--- begin Material to process ---
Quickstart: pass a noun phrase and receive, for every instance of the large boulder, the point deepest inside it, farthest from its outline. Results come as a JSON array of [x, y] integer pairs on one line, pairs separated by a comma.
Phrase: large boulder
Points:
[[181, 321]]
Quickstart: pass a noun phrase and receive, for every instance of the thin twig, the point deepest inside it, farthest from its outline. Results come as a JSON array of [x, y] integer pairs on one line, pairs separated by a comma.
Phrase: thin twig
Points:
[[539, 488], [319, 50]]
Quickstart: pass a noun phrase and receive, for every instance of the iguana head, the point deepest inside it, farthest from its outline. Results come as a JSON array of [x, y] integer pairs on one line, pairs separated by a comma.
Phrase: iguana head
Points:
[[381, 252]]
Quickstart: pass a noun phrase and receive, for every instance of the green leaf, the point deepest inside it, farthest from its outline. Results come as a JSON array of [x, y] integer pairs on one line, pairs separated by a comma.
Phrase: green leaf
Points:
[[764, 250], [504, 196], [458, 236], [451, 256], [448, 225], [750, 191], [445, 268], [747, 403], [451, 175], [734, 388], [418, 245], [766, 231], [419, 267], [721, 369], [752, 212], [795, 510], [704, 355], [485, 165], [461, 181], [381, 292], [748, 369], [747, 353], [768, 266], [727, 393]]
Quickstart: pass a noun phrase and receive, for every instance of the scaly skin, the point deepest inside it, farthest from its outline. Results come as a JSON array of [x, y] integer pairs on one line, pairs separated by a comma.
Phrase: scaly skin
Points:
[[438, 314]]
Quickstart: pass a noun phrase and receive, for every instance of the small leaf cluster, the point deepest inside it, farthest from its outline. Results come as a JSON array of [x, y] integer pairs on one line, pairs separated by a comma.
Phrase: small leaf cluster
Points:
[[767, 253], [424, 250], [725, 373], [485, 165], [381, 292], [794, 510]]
--- end Material to process ---
Transcribe every one of the records above, line for line, without altering a single character.

__Exercise solution__.
Quickstart: pass a noun phrase and receive, for every instance of the large boulder, the point deepest inside it, farthest from its outline. Results come as a JSON array of [x, y] integer pairs on one line, pairs separated by a comma.
Phrase: large boulder
Points:
[[181, 321]]
Quickstart: pass a noun phrase and receive, for every instance of the thin twig, the point deepest inside it, farthest from its outline. Results come as a JSON array of [x, y] integer pairs on one line, pairs separated by a comma.
Phrase: thin twig
Points:
[[539, 488], [319, 50]]
Quickstart: pass a noun phrase and receive, for every instance of the iguana head, the point deepest inside it, farthest from its outline. Results come as a JSON array of [x, y] integer pairs on one line, pairs separated by a comma.
Phrase: iguana head
Points:
[[381, 252]]
Quickstart: pass a noun phrase and receive, for every instance of the green leaf, the point deepest inside it, farthest from its outline. Results come as a JSON array of [x, y] integer pairs on one line, pairs separated by a comma.
Phrase: green leaf
Points:
[[764, 250], [504, 196], [458, 236], [451, 256], [448, 225], [750, 191], [445, 268], [747, 403], [451, 175], [734, 388], [418, 245], [766, 231], [419, 267], [721, 369], [752, 212], [795, 510], [704, 355], [485, 165], [461, 181], [381, 292], [748, 369], [747, 353], [768, 266], [727, 393]]
Quickstart: pass a noun phrase and receive, for every instance of the scaly skin, the point deepest inside it, farthest from its outline. Results come as a JSON array of [x, y] integer pairs on one line, pairs separated by a comma.
Phrase: scaly skin
Points:
[[438, 314]]
Quickstart: pass a noun phrase and receive, for every instance of the small leaf cluster, the point deepest inside it, farthest from its outline. Results come as a JSON array of [x, y] integer pairs on one line, pairs separated by a comma.
Phrase: small leaf cluster
Points:
[[767, 253], [424, 250], [725, 373], [485, 165], [381, 292], [794, 510]]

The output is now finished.